List each advantage that the abstract below on interventional Markov equivalence classes gives for its edge-orientation rule.

BEGIN SELECTED EXCERPT

Constraint-Based Learning of Interventional Markov Equivalence Classes on High-Dimensional Data
Directed Acyclic Graphs (DAGs) are a powerful tool to model the network of dependencies among variables. They provide a basis for causal discovery, and have been widely used in many fields, especially biology. Unfortunately, structure learning is quite non-trivial for DAG. One major difficulty is that some DAGs are unidentifiable with observational data only, and undirected edges cannot be resolved to directed edges.
The opportunity to apply interventions motivates interest in the smaller interventional Markov equivalence class. In this dissertation, we discuss how to modify the classic PC algorithm for causal discovery so that it can be used safely on interventional data. We introduce invariance relations on conditional distributions with different intervention targets that provide a powerful rule for edge orientation. There are several advantages of this rule: first, it does not require the Gaussian distribution assumption, instead a general structural equation model (SEM) of DAG is sufficient; second, it works for both (structural) intervention and soft intervention. Finally, we can merge some data blocks with different interventions for edge orientation.

END SELECTED EXCERPT
BEGIN EXCERPTED RECORDS

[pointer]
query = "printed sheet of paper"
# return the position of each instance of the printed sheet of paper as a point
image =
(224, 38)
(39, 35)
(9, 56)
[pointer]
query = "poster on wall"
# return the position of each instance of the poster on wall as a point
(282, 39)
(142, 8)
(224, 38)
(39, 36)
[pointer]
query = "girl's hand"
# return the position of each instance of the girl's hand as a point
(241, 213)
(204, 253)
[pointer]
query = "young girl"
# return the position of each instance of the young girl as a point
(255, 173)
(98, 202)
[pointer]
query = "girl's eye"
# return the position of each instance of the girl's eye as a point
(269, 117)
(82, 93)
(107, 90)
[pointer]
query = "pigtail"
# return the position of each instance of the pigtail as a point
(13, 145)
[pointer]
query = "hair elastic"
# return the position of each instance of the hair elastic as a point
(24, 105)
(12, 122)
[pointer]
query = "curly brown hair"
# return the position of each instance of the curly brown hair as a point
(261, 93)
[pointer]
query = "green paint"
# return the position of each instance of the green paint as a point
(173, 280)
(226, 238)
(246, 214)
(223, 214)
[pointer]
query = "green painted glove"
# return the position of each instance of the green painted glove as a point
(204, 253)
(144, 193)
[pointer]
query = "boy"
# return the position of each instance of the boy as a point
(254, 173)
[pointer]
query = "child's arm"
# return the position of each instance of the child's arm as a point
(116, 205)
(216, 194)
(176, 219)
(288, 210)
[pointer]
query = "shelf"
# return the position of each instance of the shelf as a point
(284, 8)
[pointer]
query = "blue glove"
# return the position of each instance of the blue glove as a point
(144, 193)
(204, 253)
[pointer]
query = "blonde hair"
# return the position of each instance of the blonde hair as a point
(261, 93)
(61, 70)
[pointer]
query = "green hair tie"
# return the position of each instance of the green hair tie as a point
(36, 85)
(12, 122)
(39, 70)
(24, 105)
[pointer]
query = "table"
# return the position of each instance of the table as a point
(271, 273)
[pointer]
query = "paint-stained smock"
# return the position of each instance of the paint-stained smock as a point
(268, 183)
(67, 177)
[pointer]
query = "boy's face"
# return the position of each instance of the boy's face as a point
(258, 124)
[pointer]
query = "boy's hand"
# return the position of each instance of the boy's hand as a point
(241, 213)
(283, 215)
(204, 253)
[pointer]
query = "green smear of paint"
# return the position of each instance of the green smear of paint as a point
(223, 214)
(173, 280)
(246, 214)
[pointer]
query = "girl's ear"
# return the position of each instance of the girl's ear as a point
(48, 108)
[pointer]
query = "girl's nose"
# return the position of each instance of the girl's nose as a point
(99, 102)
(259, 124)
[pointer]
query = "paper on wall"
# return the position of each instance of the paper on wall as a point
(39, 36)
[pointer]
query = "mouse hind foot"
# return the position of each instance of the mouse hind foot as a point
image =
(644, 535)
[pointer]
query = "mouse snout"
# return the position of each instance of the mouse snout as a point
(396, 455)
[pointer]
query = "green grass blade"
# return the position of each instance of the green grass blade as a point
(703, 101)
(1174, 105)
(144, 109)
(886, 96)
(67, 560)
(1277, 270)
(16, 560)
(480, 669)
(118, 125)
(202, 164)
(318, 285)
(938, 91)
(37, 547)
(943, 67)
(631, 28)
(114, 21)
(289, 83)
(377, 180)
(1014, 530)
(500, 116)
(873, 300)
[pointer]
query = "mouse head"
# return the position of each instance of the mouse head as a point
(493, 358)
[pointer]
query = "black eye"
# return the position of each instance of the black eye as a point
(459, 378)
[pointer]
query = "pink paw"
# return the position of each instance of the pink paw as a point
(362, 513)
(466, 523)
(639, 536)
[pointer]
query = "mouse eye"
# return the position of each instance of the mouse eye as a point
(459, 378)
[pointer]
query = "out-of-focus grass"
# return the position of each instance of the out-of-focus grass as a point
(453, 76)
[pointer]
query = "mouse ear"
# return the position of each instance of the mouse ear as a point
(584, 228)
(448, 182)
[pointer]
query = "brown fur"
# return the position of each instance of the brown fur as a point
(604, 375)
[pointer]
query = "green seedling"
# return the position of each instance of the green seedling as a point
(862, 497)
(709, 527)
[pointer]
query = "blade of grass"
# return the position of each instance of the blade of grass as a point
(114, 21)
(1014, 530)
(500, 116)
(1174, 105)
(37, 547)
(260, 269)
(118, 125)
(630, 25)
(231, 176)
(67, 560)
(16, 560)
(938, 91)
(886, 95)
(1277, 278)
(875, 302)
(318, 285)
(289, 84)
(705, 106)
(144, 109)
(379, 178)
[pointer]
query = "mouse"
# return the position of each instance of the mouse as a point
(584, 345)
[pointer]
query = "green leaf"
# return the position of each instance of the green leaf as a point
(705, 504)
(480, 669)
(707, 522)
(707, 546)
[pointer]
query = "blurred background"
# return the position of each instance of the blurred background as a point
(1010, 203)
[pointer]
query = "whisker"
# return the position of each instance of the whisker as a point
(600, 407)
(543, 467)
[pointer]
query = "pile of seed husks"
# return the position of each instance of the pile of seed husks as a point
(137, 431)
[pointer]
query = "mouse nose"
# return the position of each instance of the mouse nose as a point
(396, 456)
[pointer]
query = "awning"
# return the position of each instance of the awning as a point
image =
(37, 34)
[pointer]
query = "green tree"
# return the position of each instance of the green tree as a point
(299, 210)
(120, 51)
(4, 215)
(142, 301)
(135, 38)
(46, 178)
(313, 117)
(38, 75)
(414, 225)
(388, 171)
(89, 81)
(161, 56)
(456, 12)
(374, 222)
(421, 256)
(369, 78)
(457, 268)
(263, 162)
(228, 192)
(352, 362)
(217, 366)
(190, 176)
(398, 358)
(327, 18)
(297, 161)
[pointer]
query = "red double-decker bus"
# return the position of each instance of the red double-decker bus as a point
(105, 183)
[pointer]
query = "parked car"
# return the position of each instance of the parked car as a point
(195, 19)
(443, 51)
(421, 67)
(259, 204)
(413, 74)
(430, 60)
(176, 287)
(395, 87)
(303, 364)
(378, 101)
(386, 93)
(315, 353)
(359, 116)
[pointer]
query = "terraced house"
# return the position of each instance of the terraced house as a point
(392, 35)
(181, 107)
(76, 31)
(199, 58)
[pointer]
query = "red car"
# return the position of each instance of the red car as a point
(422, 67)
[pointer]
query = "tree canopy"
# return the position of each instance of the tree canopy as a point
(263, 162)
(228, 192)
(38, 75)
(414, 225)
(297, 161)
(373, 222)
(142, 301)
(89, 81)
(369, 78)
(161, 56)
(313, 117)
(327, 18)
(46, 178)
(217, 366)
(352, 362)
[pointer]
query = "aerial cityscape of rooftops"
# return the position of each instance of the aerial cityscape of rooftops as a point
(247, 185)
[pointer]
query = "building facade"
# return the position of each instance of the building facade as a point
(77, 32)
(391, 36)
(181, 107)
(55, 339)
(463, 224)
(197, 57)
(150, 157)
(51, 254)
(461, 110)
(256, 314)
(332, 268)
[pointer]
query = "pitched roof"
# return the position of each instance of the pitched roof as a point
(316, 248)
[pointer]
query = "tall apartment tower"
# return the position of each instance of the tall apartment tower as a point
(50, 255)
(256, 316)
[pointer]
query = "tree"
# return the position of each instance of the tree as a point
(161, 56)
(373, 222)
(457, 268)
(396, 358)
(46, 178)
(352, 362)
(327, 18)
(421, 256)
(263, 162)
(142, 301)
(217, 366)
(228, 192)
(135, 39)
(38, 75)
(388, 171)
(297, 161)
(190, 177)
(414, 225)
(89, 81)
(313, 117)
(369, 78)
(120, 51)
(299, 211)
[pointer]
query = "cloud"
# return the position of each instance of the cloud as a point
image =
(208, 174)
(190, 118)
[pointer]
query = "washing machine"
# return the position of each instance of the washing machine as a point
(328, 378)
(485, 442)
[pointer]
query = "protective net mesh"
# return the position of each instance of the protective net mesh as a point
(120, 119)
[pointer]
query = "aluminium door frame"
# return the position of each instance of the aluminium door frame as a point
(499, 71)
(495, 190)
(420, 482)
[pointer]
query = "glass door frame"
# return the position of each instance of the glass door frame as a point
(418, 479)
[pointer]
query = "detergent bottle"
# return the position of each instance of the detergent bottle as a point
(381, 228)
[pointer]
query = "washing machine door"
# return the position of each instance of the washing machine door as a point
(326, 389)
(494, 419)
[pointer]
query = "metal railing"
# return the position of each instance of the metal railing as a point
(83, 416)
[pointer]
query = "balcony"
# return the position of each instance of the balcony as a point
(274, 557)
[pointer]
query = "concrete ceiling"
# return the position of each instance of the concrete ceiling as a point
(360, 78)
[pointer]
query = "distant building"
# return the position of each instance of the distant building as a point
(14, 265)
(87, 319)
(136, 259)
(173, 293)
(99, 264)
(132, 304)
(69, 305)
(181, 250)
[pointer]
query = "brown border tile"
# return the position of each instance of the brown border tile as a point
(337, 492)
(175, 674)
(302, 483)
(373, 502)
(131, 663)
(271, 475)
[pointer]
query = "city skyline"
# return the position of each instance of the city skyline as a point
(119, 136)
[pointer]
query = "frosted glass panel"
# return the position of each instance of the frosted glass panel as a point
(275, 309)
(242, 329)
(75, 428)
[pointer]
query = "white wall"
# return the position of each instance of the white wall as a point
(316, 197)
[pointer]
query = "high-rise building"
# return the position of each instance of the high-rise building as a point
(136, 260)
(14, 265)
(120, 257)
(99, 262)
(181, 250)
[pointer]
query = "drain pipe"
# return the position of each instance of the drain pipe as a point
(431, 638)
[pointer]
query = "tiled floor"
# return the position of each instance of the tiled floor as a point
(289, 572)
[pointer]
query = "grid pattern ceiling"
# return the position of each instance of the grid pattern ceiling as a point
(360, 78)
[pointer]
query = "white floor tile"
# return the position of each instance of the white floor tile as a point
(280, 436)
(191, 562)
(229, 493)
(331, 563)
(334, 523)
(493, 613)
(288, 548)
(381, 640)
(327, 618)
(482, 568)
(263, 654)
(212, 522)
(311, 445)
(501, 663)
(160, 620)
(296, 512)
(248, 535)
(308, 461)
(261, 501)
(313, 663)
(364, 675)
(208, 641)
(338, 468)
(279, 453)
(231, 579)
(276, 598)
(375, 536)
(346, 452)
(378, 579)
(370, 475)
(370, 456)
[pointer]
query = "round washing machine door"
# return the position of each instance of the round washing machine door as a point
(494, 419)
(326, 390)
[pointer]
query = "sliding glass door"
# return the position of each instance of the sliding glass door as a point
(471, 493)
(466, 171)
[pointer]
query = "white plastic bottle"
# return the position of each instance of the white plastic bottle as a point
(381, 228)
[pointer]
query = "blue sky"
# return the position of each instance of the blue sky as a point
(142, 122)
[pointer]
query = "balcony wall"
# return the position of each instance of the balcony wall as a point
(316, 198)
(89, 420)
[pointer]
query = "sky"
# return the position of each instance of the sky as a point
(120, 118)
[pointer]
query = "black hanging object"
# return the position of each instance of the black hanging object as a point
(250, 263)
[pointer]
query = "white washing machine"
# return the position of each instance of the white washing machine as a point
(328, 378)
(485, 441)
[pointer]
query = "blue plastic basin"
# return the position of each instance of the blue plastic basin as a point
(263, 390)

END EXCERPTED RECORDS

ANSWER BOX -
- It does not require the Gaussian distribution assumption; a general structural equation model (SEM) of the DAG is sufficient.
- It works for both (structural) intervention and soft intervention.
- Some data blocks with different interventions can be merged for edge orientation.